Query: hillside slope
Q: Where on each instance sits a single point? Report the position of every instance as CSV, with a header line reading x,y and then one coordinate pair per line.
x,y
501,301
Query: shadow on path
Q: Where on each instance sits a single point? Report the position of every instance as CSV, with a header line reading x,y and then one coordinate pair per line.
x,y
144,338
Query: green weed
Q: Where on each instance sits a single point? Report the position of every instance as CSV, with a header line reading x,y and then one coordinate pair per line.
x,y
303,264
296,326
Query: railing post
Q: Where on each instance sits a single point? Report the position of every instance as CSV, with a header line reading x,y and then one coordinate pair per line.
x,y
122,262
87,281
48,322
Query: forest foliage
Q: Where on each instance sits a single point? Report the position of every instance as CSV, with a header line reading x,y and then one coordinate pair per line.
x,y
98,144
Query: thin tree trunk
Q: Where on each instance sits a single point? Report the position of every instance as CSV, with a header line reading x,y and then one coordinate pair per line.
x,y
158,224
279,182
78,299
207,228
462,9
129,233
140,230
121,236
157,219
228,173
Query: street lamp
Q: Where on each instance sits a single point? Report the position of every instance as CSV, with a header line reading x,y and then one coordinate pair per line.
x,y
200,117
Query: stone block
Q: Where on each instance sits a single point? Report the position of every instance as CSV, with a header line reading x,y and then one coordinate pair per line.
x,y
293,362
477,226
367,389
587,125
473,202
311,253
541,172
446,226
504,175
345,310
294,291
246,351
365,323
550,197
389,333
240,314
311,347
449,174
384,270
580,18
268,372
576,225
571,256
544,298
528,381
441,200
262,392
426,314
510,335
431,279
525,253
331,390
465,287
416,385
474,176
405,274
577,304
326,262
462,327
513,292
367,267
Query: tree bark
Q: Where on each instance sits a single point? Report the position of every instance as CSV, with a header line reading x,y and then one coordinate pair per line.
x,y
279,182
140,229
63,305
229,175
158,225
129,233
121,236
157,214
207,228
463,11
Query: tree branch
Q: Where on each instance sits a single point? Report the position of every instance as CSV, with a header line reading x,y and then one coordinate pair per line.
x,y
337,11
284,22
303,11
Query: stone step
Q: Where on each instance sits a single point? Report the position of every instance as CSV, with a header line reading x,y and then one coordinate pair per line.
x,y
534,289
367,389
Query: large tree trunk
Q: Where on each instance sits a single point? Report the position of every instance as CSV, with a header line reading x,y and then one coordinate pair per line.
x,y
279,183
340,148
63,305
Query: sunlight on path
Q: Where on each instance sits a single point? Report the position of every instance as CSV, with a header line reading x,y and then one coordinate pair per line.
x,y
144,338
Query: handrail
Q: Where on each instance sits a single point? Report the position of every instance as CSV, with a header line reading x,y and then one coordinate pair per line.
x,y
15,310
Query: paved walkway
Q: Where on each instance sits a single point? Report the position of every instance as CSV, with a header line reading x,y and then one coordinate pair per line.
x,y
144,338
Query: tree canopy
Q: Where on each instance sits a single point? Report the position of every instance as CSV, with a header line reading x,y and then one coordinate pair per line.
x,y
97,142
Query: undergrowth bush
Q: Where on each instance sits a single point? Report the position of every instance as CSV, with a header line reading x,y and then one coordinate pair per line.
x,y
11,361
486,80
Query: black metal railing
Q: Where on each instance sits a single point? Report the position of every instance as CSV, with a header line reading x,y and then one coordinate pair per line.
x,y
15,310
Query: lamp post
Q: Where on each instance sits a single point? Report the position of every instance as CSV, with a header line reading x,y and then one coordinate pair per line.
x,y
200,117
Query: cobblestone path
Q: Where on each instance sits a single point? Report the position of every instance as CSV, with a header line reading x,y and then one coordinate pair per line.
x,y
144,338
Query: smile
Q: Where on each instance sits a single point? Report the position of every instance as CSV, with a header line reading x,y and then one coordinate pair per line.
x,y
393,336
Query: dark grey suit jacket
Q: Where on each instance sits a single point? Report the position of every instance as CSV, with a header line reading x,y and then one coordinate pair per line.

[Exercise prompt]
Copy the whole listing above word for word, line for line, in its original order.

[Final answer]
Query: hillside slope
Q: Where on each instance sits a single point? Report the position of every instance as CSV, with a header line reading x,y and then one coordinate pair per line.
x,y
501,301
Query: shadow on path
Q: Where on each instance sits a single point? Report the position of every instance as CSV, with a header line reading x,y and then one coordinate pair per line.
x,y
144,338
Query: green weed
Q: Where on each instance sits a single point? Report the position of every instance as CSV, with a header line reading x,y and then one coordinate pair per line.
x,y
303,264
296,326
Query: railing post
Q: Where on each instance sits a single point? Report the position of every instance as CSV, with a header line reading x,y and then one coordinate pair per line.
x,y
122,262
87,281
48,322
Query: forest foliage
Q: Where on each instance sits a single point? Report the position of every instance as CSV, with a header line reading x,y and then one coordinate pair per line.
x,y
98,144
Query: thin tree trunk
Q: Where on each instance sits a single point? Report the position of every instance as CSV, with a header line reading x,y and then one coordinate pair per line.
x,y
158,224
279,182
78,299
207,228
462,9
129,233
140,230
121,236
157,219
228,173
Query: street lamp
Q: Where on each instance sits a single point? Report the position of every instance as CSV, with a header line reading x,y and then one coordinate pair per line.
x,y
200,117
Query: stone block
Q: Where on each instance sits a single point? Report the position of every instance as CSV, with a header line reading x,y and then one coordinate pair per line.
x,y
293,362
477,226
367,389
587,125
473,202
311,253
541,172
446,226
504,175
345,310
294,291
246,351
365,323
550,197
389,333
240,314
311,347
449,174
384,270
580,18
268,372
576,225
571,256
544,298
528,381
441,200
262,392
426,314
510,335
431,279
525,253
331,390
465,287
416,385
474,176
405,274
577,304
326,262
462,327
513,292
367,267
Query: tree bark
Q: Where on each instance sits a single point? Report the position of every instance as CSV, with a header line reading x,y and then one coordinate pair per line.
x,y
279,182
140,229
63,305
229,175
158,225
129,233
121,236
157,214
207,228
463,11
Query: tree branch
Q: Where on each instance sits a single point? Report the position of every instance as CSV, with a header line reading x,y and then one coordinate pair per line.
x,y
337,11
284,22
303,11
Query: stone step
Q: Where on each instance sits a single point? Report the position of every instance as CSV, with a header line reading x,y and then one coordinate pair per line.
x,y
534,289
367,389
Query: large tree trunk
Q: Where on each instance sits a single point? Report the position of every instance as CSV, with a header line reading x,y and then one coordinate pair per line.
x,y
279,183
340,148
63,305
Query: sunlight on path
Q: Where on each instance sits a single point? Report the position of every instance as CSV, with a header line reading x,y and then one coordinate pair per line.
x,y
144,338
Query: handrail
Q: Where on each instance sits a single point? Report the position of every instance as CSV, with a header line reading x,y and then one coordinate pair per line.
x,y
15,310
Query: paved walkway
Q: Where on each instance sits a single point? Report the position of every instance as CSV, with a header line reading x,y and then one coordinate pair per line.
x,y
144,338
Query: tree canopy
Q: Where on each instance sits a single point? Report the position of every instance as CSV, with a header line reading x,y and then one coordinate pair per line.
x,y
97,142
Query: undergrowth bush
Q: Where on each instance sits a single point? Report the position of every instance as CSV, with a header line reading x,y and then one coordinate pair per line.
x,y
11,361
486,80
Query: black metal railing
Q: Where on each instance sits a single point? Report the position of every instance as CSV, with a header line reading x,y and then one coordinate pair per line.
x,y
15,310
Query: lamp post
Q: Where on each instance sits a single point? Report the position of every instance as CSV, with a header line reading x,y and then one coordinate pair per line.
x,y
200,117
Query: cobblestone path
Q: Where on each instance sits a single point? Report the position of every instance as CSV, with a header line reading x,y and then one coordinate pair per line.
x,y
144,338
Query: smile
Q: Where on each instance sits a single point? Report the position of every instance as CSV, with a header line reading x,y and then one coordinate pair per line.
x,y
393,336
Query: dark grey suit jacket
Q: Where on each instance sits a single point? Report the position of every instance as CSV, with a header line reading x,y and then one coordinate pair per line.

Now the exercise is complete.